== EXTRACTED RECORDS
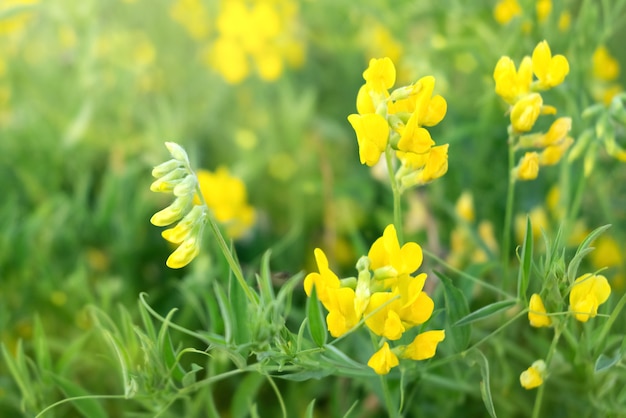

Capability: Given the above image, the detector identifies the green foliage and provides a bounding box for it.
[0,0,626,418]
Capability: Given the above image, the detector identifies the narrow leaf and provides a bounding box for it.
[304,399,315,418]
[454,299,517,326]
[517,216,533,300]
[435,271,471,353]
[468,349,497,418]
[593,353,622,373]
[50,374,108,418]
[306,286,327,347]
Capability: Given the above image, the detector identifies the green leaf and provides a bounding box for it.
[257,250,274,305]
[567,224,611,283]
[228,266,250,344]
[517,216,533,300]
[50,373,108,418]
[213,282,235,343]
[182,363,204,387]
[468,349,497,418]
[304,399,315,418]
[343,400,359,418]
[33,315,52,370]
[454,299,517,326]
[230,373,265,418]
[435,271,472,353]
[306,286,328,347]
[593,352,622,373]
[2,340,38,411]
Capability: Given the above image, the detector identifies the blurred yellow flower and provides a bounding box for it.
[569,273,611,322]
[528,293,552,328]
[367,343,400,375]
[493,56,533,104]
[519,360,546,390]
[493,0,522,25]
[514,151,539,180]
[0,0,39,36]
[169,0,210,40]
[532,41,569,89]
[592,45,620,81]
[304,248,340,306]
[454,190,476,222]
[194,167,256,239]
[348,113,389,167]
[203,0,304,84]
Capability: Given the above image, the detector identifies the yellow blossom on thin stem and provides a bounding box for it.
[569,273,611,322]
[402,330,446,360]
[515,151,539,180]
[367,343,400,375]
[519,360,546,390]
[528,293,552,328]
[532,41,569,89]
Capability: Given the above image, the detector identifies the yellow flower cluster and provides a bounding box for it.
[348,57,448,190]
[150,142,208,269]
[194,167,256,239]
[519,360,546,390]
[204,0,304,84]
[304,225,445,374]
[170,0,210,41]
[446,191,498,268]
[493,0,572,33]
[493,41,574,180]
[0,0,39,36]
[592,45,624,105]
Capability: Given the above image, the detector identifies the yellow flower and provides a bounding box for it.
[558,10,572,32]
[493,56,533,104]
[532,41,569,89]
[511,93,543,132]
[402,330,446,360]
[493,0,522,25]
[592,45,619,81]
[419,144,450,184]
[454,190,476,222]
[515,151,539,180]
[528,293,552,328]
[398,112,435,154]
[348,113,389,167]
[367,343,400,375]
[569,273,611,322]
[363,57,396,93]
[539,137,574,165]
[194,167,256,239]
[304,248,340,309]
[367,224,423,276]
[534,118,572,147]
[364,292,406,341]
[519,360,546,390]
[324,287,359,338]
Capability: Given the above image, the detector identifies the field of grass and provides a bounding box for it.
[0,0,626,418]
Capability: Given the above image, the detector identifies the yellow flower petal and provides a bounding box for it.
[528,293,552,328]
[367,343,400,375]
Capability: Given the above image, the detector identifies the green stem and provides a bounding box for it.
[465,309,528,353]
[385,147,404,245]
[191,166,258,306]
[422,248,515,299]
[532,329,561,418]
[502,136,515,289]
[378,375,398,418]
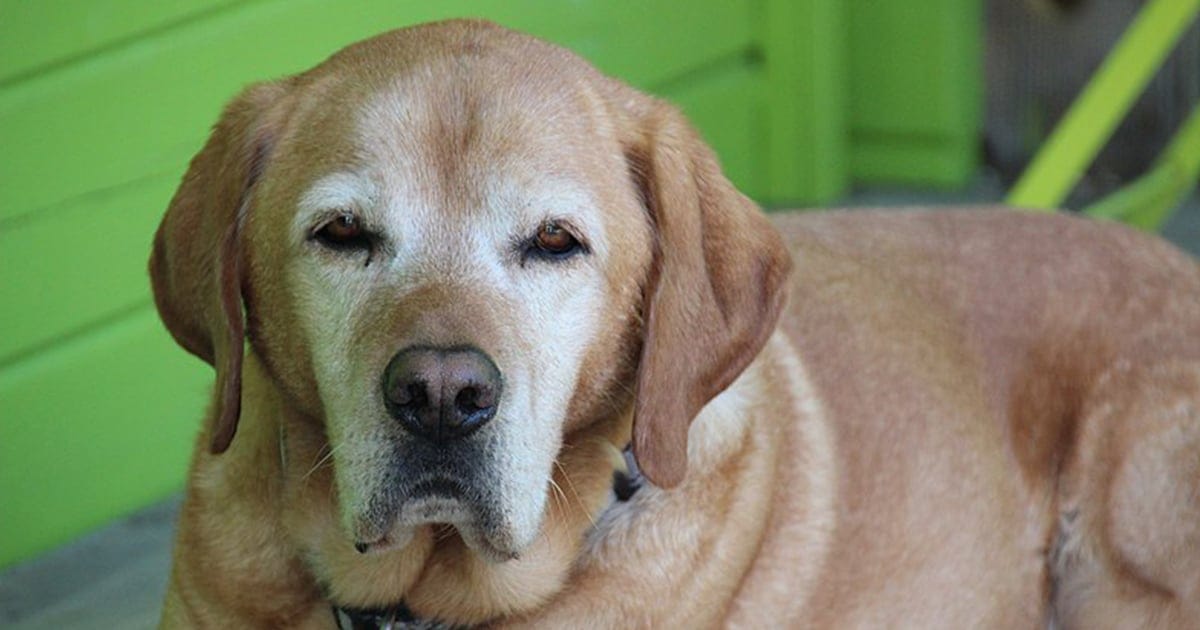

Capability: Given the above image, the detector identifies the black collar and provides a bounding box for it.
[331,601,462,630]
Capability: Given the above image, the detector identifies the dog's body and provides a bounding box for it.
[151,23,1200,628]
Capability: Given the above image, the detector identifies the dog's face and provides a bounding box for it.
[151,23,788,560]
[245,41,652,558]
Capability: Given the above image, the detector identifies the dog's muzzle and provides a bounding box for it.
[383,347,503,444]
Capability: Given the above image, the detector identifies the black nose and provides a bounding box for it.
[383,347,500,442]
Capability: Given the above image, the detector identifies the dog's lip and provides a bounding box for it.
[408,476,469,500]
[354,534,391,554]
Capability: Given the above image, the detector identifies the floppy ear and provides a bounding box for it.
[626,102,792,487]
[150,84,286,454]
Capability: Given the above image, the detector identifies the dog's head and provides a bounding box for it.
[150,22,790,559]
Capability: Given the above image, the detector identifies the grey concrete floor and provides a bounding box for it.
[0,189,1200,630]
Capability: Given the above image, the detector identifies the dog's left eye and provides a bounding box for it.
[526,221,586,260]
[312,214,371,250]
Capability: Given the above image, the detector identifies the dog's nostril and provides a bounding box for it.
[392,382,430,409]
[455,386,492,413]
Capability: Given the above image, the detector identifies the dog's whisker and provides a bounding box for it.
[554,460,596,527]
[300,444,341,482]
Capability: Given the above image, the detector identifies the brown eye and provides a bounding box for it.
[532,221,582,258]
[320,215,362,242]
[312,214,371,252]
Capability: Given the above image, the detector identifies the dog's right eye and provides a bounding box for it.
[312,214,371,251]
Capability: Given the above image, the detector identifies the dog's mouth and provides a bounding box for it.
[354,475,524,563]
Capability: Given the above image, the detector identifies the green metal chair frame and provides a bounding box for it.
[1007,0,1200,229]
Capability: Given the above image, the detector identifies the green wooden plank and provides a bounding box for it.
[0,63,764,365]
[0,176,175,365]
[0,306,212,566]
[0,0,752,221]
[760,0,850,205]
[0,0,233,84]
[846,0,983,185]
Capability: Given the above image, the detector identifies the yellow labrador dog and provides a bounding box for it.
[150,17,1200,629]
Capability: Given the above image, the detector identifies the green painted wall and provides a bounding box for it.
[0,0,978,566]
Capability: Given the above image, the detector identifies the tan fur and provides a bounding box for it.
[151,22,1200,628]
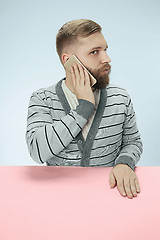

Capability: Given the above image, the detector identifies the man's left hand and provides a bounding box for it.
[109,164,140,198]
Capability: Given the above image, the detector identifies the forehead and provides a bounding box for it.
[77,32,107,50]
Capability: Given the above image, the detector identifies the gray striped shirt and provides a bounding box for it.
[26,78,143,170]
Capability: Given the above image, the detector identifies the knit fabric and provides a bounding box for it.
[26,78,143,170]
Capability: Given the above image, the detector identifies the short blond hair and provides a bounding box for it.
[56,19,102,65]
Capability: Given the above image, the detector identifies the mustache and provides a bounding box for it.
[100,63,111,71]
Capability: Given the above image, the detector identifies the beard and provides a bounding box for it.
[87,64,111,89]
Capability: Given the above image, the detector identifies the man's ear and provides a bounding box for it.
[62,53,72,64]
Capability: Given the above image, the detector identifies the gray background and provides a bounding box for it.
[0,0,160,166]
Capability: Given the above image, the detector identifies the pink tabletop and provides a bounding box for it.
[0,166,160,240]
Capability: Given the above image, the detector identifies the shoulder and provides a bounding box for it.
[32,79,63,100]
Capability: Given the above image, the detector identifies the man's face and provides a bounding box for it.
[71,32,111,89]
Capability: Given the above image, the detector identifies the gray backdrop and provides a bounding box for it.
[0,0,160,166]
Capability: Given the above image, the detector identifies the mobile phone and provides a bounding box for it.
[64,55,97,87]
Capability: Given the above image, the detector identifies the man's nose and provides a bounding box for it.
[101,52,111,63]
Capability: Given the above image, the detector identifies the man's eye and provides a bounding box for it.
[91,50,98,55]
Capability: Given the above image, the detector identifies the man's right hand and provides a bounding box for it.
[70,63,95,105]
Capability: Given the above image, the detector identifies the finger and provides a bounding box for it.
[124,178,133,198]
[70,67,75,87]
[134,177,141,193]
[130,179,137,197]
[117,180,126,196]
[84,70,90,86]
[73,63,80,85]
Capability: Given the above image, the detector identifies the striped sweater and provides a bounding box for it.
[25,78,143,170]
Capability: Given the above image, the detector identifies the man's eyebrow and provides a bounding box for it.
[89,45,108,51]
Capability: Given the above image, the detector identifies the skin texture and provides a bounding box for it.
[62,32,140,199]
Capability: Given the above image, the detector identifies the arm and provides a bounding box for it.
[26,93,94,164]
[26,64,95,163]
[115,94,143,170]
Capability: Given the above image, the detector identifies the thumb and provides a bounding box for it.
[109,172,116,188]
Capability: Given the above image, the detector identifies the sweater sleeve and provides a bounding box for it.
[115,94,143,171]
[25,92,94,164]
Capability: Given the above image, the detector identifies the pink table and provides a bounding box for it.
[0,166,160,240]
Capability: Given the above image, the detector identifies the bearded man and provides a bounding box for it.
[26,19,143,198]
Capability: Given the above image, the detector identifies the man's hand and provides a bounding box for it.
[109,164,140,198]
[71,63,95,105]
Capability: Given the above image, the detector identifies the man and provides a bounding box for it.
[26,19,142,198]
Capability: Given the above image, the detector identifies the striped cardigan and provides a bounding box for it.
[25,78,142,170]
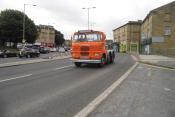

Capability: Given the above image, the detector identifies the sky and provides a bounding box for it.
[0,0,173,39]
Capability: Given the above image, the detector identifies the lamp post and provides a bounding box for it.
[82,7,96,30]
[22,4,36,44]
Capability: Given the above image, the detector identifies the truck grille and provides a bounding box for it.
[81,46,89,56]
[81,52,89,56]
[81,46,89,51]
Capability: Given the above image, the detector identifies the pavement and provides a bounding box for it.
[88,55,175,117]
[0,53,70,68]
[0,54,135,117]
[139,55,175,69]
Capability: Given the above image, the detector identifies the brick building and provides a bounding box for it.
[36,25,55,47]
[113,20,142,51]
[141,1,175,56]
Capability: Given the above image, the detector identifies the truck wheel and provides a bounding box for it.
[26,54,31,58]
[110,54,114,63]
[3,54,8,58]
[74,62,81,67]
[99,56,106,67]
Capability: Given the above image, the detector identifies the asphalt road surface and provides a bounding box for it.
[0,52,68,64]
[0,54,134,117]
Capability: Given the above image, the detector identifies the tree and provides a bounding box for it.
[55,30,65,46]
[0,9,37,45]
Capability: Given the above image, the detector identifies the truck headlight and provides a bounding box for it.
[95,53,100,56]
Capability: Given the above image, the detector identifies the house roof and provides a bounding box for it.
[113,20,142,31]
[143,1,175,22]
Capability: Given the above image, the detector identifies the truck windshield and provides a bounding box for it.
[73,34,102,42]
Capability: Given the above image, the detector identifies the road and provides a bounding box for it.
[0,54,134,117]
[88,64,175,117]
[0,52,68,64]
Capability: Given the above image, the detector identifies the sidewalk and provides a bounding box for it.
[0,53,70,68]
[88,64,175,117]
[139,55,175,68]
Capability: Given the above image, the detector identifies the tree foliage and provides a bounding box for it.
[55,30,65,46]
[0,9,37,45]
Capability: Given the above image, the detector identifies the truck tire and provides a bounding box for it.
[99,56,106,67]
[3,54,8,58]
[110,54,115,64]
[74,62,81,67]
[26,54,31,58]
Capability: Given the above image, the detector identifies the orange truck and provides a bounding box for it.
[71,30,115,67]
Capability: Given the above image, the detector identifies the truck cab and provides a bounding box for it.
[71,30,115,67]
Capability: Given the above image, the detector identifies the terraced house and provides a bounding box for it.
[141,1,175,56]
[113,20,142,52]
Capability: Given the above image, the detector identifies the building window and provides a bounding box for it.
[164,26,171,35]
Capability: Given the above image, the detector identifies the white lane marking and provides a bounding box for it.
[131,55,138,61]
[54,65,74,70]
[141,63,175,71]
[0,74,32,83]
[74,62,138,117]
[164,88,171,91]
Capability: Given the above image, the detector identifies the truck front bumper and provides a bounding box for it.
[70,59,101,63]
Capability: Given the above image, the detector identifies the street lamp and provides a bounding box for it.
[22,4,36,44]
[82,7,96,30]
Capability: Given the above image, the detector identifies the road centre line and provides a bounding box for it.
[141,63,175,71]
[0,74,32,83]
[54,65,74,70]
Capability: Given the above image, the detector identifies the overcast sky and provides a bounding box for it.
[0,0,173,38]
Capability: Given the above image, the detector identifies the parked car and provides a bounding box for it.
[0,50,17,58]
[58,47,65,53]
[39,47,50,54]
[50,48,57,52]
[64,46,70,51]
[18,46,40,58]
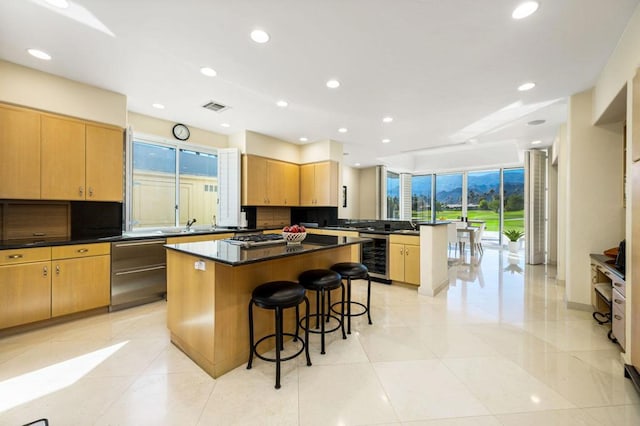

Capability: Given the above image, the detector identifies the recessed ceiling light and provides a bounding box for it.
[44,0,69,9]
[200,67,218,77]
[511,1,540,19]
[251,30,270,44]
[27,49,51,61]
[518,81,536,92]
[327,80,340,89]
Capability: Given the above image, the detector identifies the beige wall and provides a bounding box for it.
[127,111,229,148]
[593,5,640,122]
[357,167,378,219]
[559,90,625,309]
[338,166,360,219]
[0,60,127,127]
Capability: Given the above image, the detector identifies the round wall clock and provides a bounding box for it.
[172,123,191,141]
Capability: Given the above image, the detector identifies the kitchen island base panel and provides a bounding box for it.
[167,246,351,378]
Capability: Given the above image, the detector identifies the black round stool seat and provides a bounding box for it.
[298,269,347,354]
[331,262,369,279]
[251,281,305,309]
[331,262,373,334]
[247,281,311,389]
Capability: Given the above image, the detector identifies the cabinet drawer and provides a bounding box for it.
[611,306,626,349]
[51,243,111,259]
[611,279,625,297]
[0,247,51,265]
[611,287,626,313]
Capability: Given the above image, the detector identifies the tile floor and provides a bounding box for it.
[0,249,640,426]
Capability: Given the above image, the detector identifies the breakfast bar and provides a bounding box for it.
[166,235,367,378]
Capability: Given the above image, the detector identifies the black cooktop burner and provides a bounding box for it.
[226,234,284,247]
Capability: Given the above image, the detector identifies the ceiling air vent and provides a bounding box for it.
[202,101,231,112]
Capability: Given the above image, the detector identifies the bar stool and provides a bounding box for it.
[331,262,373,334]
[298,269,347,354]
[247,281,311,389]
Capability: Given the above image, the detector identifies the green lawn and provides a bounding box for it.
[418,210,524,232]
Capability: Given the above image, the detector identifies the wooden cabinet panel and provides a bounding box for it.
[389,235,420,285]
[51,255,111,317]
[0,261,51,328]
[300,161,338,207]
[85,125,124,201]
[0,106,40,199]
[40,115,86,200]
[389,243,404,281]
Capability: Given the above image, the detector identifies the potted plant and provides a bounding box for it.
[503,228,524,253]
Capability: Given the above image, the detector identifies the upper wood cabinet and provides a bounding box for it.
[85,124,124,201]
[0,105,124,201]
[40,116,86,200]
[0,105,40,199]
[300,161,338,207]
[242,155,300,206]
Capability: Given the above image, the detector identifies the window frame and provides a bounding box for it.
[124,130,218,232]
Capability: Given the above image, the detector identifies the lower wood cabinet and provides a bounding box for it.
[51,243,111,317]
[389,235,420,285]
[0,261,51,328]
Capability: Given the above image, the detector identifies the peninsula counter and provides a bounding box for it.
[166,235,367,378]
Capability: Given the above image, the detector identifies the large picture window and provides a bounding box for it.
[129,138,218,230]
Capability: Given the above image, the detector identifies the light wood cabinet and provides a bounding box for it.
[300,161,338,207]
[0,105,124,201]
[0,247,51,329]
[85,124,124,201]
[0,105,40,199]
[242,155,300,206]
[389,235,420,285]
[40,115,86,200]
[51,243,111,317]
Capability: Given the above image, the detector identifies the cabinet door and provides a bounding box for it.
[85,125,124,201]
[300,164,316,206]
[404,245,420,284]
[0,107,40,199]
[242,155,268,206]
[282,163,300,206]
[389,243,405,281]
[40,116,85,200]
[0,262,51,328]
[51,256,110,317]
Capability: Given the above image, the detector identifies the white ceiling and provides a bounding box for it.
[0,0,639,172]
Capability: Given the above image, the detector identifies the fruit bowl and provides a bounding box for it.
[282,231,307,244]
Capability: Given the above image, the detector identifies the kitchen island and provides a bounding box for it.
[166,235,367,378]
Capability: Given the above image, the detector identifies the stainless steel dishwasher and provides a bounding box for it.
[109,238,167,311]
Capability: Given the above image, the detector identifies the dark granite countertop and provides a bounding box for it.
[0,228,263,250]
[165,234,369,266]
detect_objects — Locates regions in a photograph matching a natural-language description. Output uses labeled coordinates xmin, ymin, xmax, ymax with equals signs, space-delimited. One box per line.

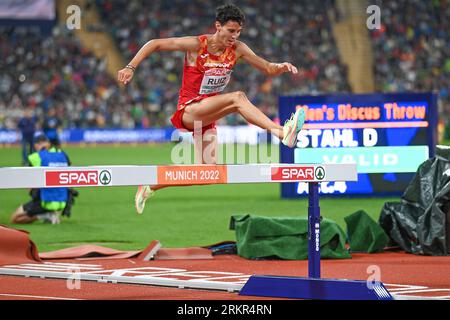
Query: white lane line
xmin=0 ymin=293 xmax=82 ymax=300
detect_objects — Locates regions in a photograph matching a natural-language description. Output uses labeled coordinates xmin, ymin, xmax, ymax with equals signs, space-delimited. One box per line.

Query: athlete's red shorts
xmin=170 ymin=96 xmax=216 ymax=134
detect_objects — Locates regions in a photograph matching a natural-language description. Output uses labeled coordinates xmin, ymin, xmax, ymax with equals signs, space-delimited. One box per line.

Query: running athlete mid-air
xmin=118 ymin=4 xmax=305 ymax=213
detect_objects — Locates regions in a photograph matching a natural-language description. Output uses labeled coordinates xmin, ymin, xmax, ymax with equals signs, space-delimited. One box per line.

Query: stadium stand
xmin=0 ymin=0 xmax=450 ymax=136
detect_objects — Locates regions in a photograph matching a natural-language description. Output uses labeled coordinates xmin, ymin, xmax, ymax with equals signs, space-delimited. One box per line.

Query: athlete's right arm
xmin=117 ymin=37 xmax=200 ymax=84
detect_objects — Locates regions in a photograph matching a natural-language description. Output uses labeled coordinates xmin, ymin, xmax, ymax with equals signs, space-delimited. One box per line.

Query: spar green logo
xmin=99 ymin=170 xmax=111 ymax=186
xmin=314 ymin=166 xmax=325 ymax=180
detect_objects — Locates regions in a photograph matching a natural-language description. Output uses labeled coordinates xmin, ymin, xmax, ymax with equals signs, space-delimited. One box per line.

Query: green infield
xmin=0 ymin=144 xmax=398 ymax=252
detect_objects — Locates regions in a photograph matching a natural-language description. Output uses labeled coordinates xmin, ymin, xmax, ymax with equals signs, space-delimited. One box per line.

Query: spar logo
xmin=45 ymin=170 xmax=111 ymax=187
xmin=272 ymin=166 xmax=325 ymax=181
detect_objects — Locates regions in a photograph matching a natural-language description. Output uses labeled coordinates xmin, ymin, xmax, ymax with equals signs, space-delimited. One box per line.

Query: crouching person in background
xmin=11 ymin=134 xmax=78 ymax=224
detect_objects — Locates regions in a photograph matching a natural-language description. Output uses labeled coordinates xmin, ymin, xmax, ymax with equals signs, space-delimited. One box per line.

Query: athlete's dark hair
xmin=216 ymin=3 xmax=245 ymax=26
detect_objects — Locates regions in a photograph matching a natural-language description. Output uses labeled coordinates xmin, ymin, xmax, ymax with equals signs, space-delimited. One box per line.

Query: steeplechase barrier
xmin=0 ymin=164 xmax=392 ymax=300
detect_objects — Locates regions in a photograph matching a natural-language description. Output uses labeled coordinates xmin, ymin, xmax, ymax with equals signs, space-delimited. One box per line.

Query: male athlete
xmin=118 ymin=4 xmax=305 ymax=213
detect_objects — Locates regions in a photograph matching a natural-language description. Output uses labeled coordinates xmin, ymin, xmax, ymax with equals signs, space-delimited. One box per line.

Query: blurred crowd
xmin=0 ymin=0 xmax=450 ymax=138
xmin=371 ymin=0 xmax=450 ymax=138
xmin=0 ymin=0 xmax=350 ymax=128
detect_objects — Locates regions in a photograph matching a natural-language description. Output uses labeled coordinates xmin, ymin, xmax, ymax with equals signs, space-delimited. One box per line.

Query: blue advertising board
xmin=279 ymin=93 xmax=437 ymax=198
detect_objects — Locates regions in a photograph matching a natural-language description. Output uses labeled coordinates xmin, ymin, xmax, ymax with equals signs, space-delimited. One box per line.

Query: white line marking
xmin=0 ymin=293 xmax=82 ymax=300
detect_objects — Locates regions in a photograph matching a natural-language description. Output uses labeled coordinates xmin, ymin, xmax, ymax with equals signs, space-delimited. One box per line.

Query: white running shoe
xmin=281 ymin=108 xmax=305 ymax=148
xmin=134 ymin=186 xmax=155 ymax=214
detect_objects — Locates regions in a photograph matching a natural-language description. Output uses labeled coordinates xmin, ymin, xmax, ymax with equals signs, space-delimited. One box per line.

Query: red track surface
xmin=0 ymin=252 xmax=450 ymax=300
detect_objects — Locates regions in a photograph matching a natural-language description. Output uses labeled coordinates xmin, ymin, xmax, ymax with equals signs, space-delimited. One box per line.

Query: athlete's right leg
xmin=182 ymin=91 xmax=284 ymax=139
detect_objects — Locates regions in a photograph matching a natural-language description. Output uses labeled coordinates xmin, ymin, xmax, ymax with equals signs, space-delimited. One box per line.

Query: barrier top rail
xmin=0 ymin=164 xmax=358 ymax=189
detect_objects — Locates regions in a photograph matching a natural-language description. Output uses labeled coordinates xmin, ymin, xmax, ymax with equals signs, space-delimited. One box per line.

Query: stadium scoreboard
xmin=279 ymin=93 xmax=437 ymax=198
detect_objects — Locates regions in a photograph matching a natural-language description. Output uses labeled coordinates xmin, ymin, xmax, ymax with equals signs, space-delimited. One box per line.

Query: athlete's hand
xmin=117 ymin=68 xmax=134 ymax=84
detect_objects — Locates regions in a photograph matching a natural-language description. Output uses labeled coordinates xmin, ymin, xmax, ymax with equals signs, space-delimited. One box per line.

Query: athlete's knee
xmin=232 ymin=91 xmax=248 ymax=103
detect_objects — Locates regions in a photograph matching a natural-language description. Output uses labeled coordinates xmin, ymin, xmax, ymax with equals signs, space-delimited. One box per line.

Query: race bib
xmin=199 ymin=68 xmax=232 ymax=94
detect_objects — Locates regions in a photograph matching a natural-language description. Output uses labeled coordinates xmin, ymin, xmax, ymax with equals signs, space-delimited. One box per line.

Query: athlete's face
xmin=216 ymin=20 xmax=242 ymax=47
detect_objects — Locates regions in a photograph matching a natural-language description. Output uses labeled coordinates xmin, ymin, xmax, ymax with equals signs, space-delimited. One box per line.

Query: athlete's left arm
xmin=236 ymin=41 xmax=298 ymax=76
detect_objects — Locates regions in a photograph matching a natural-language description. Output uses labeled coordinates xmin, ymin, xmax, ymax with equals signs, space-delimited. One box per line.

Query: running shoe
xmin=282 ymin=108 xmax=305 ymax=148
xmin=134 ymin=186 xmax=155 ymax=214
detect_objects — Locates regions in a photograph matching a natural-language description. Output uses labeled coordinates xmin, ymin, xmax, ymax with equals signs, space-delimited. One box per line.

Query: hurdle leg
xmin=308 ymin=182 xmax=321 ymax=278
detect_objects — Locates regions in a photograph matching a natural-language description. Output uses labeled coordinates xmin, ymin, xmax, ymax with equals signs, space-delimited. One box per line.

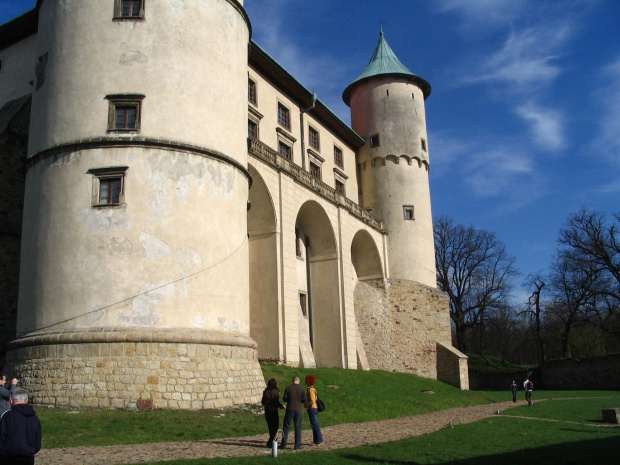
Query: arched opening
xmin=295 ymin=201 xmax=344 ymax=367
xmin=248 ymin=165 xmax=282 ymax=361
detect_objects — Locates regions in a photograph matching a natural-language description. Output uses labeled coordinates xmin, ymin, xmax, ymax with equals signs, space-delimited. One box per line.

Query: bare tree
xmin=548 ymin=251 xmax=600 ymax=358
xmin=525 ymin=273 xmax=547 ymax=363
xmin=558 ymin=209 xmax=620 ymax=302
xmin=434 ymin=217 xmax=517 ymax=351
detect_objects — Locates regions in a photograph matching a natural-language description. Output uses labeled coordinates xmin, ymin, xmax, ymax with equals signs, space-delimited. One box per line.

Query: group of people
xmin=0 ymin=373 xmax=42 ymax=465
xmin=510 ymin=378 xmax=534 ymax=406
xmin=261 ymin=375 xmax=323 ymax=450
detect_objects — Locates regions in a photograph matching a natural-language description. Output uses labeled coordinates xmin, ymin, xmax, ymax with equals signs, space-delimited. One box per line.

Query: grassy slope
xmin=37 ymin=365 xmax=492 ymax=449
xmin=118 ymin=392 xmax=620 ymax=465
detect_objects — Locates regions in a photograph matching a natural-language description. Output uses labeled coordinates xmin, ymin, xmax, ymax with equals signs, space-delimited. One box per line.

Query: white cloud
xmin=515 ymin=102 xmax=566 ymax=150
xmin=466 ymin=23 xmax=571 ymax=93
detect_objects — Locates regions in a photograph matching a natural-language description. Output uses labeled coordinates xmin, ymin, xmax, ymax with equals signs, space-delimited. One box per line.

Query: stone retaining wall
xmin=5 ymin=331 xmax=265 ymax=410
xmin=355 ymin=280 xmax=469 ymax=389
====
- [GIVEN REQUEST] Reproduce the material from its start through the line containing "[203,0,304,84]", labeling requests included, and shift every bounding-box coordinate by adding -121 to it. Leave the pictures out of the reproduction.

- [FULL OUTPUT]
Capability: Given the above image, the detector identifies the green foliage and provides a bounding box for it.
[-121,-121,505,297]
Capability: Given the above image, the detector identifies the narrow leaf and provides a bounding box for it.
[183,278,194,297]
[333,178,396,205]
[396,95,412,179]
[314,150,350,232]
[347,228,376,297]
[472,232,501,252]
[-71,253,-13,297]
[185,165,206,226]
Capability: Given the above image, the detector identifies the green leaf and provides a bounding box for it.
[136,129,153,184]
[446,103,490,162]
[107,145,129,223]
[396,95,412,179]
[-71,252,-13,297]
[92,161,114,222]
[61,242,83,266]
[347,228,376,297]
[183,278,194,297]
[222,279,238,297]
[-88,194,-69,249]
[333,178,396,205]
[109,252,144,297]
[314,150,351,232]
[185,165,207,226]
[472,231,501,252]
[-119,219,-83,290]
Capability: Given the above image, the detector identifies the blurred yellow flower and provides a bounding box for it.
[448,152,490,201]
[407,172,431,207]
[246,222,279,254]
[372,-65,412,-17]
[398,239,425,269]
[372,-121,401,-96]
[393,30,418,59]
[-121,-121,-82,-85]
[48,-121,89,-81]
[411,-80,448,-32]
[471,-76,499,-40]
[183,127,219,185]
[333,69,355,101]
[73,46,135,118]
[227,-8,268,46]
[82,-121,183,-37]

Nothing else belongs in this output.